- [Page excerpt]
Image credit: mattthewafflecat

Modeling Covid-19 infections with Bayesian inference

Exploring Bayesian Inference for modeling Covid-19 infections

Trying out Bayesian inference with PyMC3 on covid data

Disclaimer: this is in no way intended to be relied on! I’m neither an expert in pandemics, and I’m just trying to understand and learn Bayesian Inference better. This was done purely for me to learn something new

It doesn’t respect reactions of the countries, it doesn’t respect the testing capabilities / numbers in the countries, it doesn’t respect real biological models and past research in the field of virology and pandemics.

import pymc3 as pm
import numpy as np
import matplotlib.pyplot as plt
from matplotlib.ticker import StrMethodFormatter
import seaborn as sns
import pandas as pd
import theano
%matplotlib inline
import warnings
from scipy.stats import halfnorm
warnings.filterwarnings('ignore')
WARNING (theano.tensor.blas): Using NumPy C-API based implementation for BLAS functions.

Data based on a dump from a wiki page offering country specific infections.

Data is a snapshot form Kaggle taken from around mid April 2020 and wasn’t updated since!

To make the data more representative, days before 2000 infections were reached were removed, since there might have been just single hotspots that were under control, also only those timeseries were looked at, that had in it’s current state more than 20.000 infections counted. Furthermore the data was restricted to series of at least 10 days. These restrictions allow to look at a smaller set.

- [Tasks to complete]
[1] Translate this sentence from the Covid-19 modeling page into Spanish: "Furthermore the data was restricted to series of at least 10 days."
[2] Reproduce the passage of the Covid-19 modeling page from "import pymc3 as" to "country specific infections." word for word.

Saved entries
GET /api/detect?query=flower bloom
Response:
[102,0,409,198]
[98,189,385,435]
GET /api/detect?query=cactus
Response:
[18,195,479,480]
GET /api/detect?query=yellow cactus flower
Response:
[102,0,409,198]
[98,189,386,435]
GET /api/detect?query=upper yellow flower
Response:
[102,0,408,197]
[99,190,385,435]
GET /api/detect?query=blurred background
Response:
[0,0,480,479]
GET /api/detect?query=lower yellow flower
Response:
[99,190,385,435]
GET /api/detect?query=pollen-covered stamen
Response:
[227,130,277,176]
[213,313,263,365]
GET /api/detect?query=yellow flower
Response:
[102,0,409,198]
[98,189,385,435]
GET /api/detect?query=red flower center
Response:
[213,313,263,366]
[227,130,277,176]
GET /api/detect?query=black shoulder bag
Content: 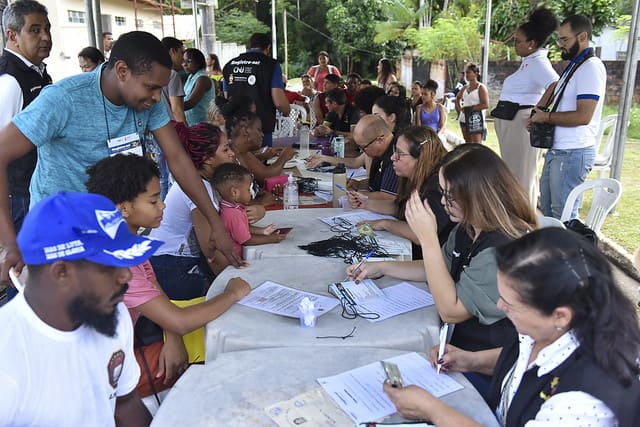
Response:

- [Solution set]
[1] Además, los datos se limitaron a series de al menos 10 días.

[2]
import pymc3 as pm
import numpy as np
import matplotlib.pyplot as plt
from matplotlib.ticker import StrMethodFormatter
import seaborn as sns
import pandas as pd
import theano
%matplotlib inline
import warnings
from scipy.stats import halfnorm
warnings.filterwarnings('ignore')
WARNING (theano.tensor.blas): Using NumPy C-API based implementation for BLAS functions.

Data based on a dump from a wiki page offering country specific infections.